**Entries shown:**
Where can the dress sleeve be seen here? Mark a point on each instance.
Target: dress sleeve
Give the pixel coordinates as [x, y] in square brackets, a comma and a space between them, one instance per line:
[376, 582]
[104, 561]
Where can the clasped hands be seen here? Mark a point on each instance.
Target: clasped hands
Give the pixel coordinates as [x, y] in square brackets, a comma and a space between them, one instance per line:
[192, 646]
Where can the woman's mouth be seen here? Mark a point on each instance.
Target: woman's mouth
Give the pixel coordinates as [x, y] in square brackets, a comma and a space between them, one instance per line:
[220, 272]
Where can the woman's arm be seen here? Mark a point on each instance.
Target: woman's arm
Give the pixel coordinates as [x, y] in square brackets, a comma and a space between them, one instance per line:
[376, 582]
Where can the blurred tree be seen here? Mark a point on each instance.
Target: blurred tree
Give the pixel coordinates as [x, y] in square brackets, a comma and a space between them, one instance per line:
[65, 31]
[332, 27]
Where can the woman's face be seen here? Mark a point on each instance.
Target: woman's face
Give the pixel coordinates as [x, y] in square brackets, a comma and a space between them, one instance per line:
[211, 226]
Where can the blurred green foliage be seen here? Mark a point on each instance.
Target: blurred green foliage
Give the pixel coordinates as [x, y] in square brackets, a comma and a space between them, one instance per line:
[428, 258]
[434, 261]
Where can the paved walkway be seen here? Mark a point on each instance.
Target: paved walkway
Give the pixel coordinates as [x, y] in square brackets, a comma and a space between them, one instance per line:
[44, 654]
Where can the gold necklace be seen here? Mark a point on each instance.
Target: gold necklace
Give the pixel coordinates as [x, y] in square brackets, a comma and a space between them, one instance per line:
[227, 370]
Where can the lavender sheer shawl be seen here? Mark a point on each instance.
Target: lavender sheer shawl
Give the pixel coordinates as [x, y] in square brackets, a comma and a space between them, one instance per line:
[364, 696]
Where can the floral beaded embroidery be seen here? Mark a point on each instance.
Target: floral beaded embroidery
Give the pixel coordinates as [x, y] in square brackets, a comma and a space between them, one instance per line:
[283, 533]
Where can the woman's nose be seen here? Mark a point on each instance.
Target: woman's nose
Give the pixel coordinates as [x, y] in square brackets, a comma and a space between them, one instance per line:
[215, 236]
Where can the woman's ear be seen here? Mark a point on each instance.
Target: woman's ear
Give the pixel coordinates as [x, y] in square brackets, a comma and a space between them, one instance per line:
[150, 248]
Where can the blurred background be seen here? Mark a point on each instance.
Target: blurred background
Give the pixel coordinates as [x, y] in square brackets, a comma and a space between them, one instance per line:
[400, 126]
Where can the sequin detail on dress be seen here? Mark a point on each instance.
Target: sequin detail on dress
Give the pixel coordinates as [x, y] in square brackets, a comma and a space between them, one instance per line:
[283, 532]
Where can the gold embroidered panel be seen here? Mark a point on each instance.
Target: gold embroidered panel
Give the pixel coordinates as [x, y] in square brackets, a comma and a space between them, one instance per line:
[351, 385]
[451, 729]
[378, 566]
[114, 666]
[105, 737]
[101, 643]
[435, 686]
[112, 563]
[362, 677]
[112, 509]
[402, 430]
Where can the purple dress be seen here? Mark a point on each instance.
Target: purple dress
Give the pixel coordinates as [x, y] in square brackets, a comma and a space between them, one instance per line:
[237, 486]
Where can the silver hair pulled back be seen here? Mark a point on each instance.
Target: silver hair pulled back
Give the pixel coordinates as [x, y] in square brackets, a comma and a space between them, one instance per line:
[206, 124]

**Written request:**
Find "Where can the gold embroidered" in the data above, then repeat that line and all lines after it exactly, ending with the final line.

**The solution:**
Where can the gold embroidered panel be seen here? Mark a point on each instance.
Target: gold embroidered panel
Give the pixel coordinates as [x, y] in square brackets, a comma and a space between them, one instance per line:
[351, 385]
[451, 729]
[378, 566]
[114, 666]
[105, 737]
[101, 643]
[435, 686]
[112, 563]
[362, 677]
[112, 509]
[402, 430]
Where can the purple dress be seen here? Mark a point on each instance.
Target: purple dress
Give the pixel coordinates as [x, y] in square brackets, a comma and a space between them, one instance per line:
[237, 486]
Where can the silver hair pulled back be seen here? Mark a point on each instance.
Target: silver hair pulled back
Give the pixel coordinates as [x, y] in square brackets, a comma and a space between them, one instance per line:
[206, 124]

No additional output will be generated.